Extract every line of the items below and copy each one out word for word, in the order given.
* begin Recorded data *
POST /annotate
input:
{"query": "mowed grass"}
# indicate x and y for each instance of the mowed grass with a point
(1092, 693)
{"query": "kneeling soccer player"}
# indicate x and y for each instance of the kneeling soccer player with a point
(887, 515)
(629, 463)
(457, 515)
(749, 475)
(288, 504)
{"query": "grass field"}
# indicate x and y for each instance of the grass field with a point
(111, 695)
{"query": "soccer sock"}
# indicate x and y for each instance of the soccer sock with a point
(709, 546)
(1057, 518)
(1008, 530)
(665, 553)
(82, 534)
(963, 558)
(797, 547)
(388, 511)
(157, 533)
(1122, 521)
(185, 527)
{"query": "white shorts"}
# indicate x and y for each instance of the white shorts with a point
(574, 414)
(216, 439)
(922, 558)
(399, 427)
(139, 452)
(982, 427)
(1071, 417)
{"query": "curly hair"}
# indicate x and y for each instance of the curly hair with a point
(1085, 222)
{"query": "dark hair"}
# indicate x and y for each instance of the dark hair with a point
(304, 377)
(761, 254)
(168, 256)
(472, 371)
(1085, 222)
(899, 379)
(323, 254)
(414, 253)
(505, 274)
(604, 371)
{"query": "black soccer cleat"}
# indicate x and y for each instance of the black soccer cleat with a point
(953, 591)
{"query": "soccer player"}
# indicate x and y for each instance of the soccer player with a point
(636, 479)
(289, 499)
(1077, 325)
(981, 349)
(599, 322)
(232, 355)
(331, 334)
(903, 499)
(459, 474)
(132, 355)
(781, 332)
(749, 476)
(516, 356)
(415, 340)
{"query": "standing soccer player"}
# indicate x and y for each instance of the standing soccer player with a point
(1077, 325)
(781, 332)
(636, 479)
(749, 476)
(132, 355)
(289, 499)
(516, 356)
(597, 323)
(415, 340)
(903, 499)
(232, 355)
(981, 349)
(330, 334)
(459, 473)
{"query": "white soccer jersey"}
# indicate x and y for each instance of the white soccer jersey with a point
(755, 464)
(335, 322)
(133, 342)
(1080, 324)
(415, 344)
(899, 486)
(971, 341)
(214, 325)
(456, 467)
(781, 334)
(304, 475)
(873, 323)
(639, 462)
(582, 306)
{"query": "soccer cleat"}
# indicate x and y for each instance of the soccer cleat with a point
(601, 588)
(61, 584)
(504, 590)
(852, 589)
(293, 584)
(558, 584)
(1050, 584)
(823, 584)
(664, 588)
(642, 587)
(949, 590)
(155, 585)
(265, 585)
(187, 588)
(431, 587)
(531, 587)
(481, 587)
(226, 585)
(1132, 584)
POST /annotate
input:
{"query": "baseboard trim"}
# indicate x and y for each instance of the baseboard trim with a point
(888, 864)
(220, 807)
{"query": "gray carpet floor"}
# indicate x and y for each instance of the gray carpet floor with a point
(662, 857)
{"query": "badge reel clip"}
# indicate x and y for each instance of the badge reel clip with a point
* end Recorded data *
▶ _Problem solution_
POST /annotate
input:
{"query": "mowed grass"}
# indicate x and y for each instance of the mowed grass with a point
(1092, 693)
{"query": "kneeling soccer player"}
# indicate x and y for each instance of the kneeling soccer player with a point
(887, 515)
(629, 463)
(457, 515)
(749, 475)
(288, 504)
{"query": "grass field"}
# indicate x and y for each instance of the grass field with a point
(111, 695)
{"query": "soccer sock"}
# indicate x and y for each instance of the soccer sock with a point
(709, 546)
(1057, 518)
(1008, 530)
(665, 553)
(82, 534)
(963, 558)
(797, 547)
(388, 511)
(157, 533)
(1122, 521)
(185, 527)
{"query": "white shorts"}
# indicate x and y for each instance of the white shorts with a point
(574, 414)
(216, 439)
(922, 558)
(399, 427)
(139, 452)
(982, 427)
(1071, 417)
{"query": "curly hair"}
# indicate x and y for each instance of the curly hair with a point
(1085, 222)
{"query": "dark hair"}
# indicate x and y for each instance of the dark hair with a point
(304, 377)
(761, 254)
(168, 256)
(472, 371)
(1085, 222)
(899, 379)
(323, 254)
(414, 253)
(505, 274)
(604, 371)
{"query": "black soccer cleat"}
# indicate x and y for each instance of the black soccer cleat with a point
(953, 591)
{"query": "soccer player"}
# indicate x and y for each instance of the soccer player with a point
(636, 479)
(289, 499)
(1077, 325)
(981, 349)
(599, 322)
(232, 355)
(331, 334)
(903, 499)
(459, 474)
(132, 355)
(781, 332)
(749, 476)
(516, 356)
(415, 340)
{"query": "standing soccer player"}
# indicate x and y for each instance of the standing soccer player with a point
(1077, 325)
(781, 332)
(636, 479)
(749, 476)
(132, 355)
(289, 499)
(516, 356)
(597, 323)
(415, 340)
(903, 499)
(232, 355)
(981, 349)
(330, 334)
(459, 473)
{"query": "white soccer jersey"}
# indicate x and y for each instance of the white soccer jersey with a point
(755, 464)
(335, 322)
(133, 342)
(1080, 324)
(415, 344)
(899, 486)
(971, 341)
(214, 325)
(456, 467)
(781, 334)
(304, 475)
(873, 323)
(639, 462)
(582, 306)
{"query": "soccer cleat"}
# indicate x and y for each instance of the soccer cleat with a point
(601, 588)
(61, 584)
(504, 590)
(852, 589)
(293, 584)
(558, 584)
(1050, 584)
(823, 584)
(664, 588)
(642, 587)
(949, 590)
(155, 585)
(265, 585)
(187, 588)
(431, 587)
(531, 587)
(481, 587)
(226, 585)
(1132, 584)
POST /annotate
input:
{"query": "baseboard trim"}
# indicate x and y for each instance of the baseboard trim with a point
(888, 864)
(220, 807)
{"query": "gray carpet floor"}
# indicate x and y for each instance of the gray carpet floor with a point
(662, 857)
{"query": "badge reel clip"}
# indicate x and y for each instance of the badge reel clip with a point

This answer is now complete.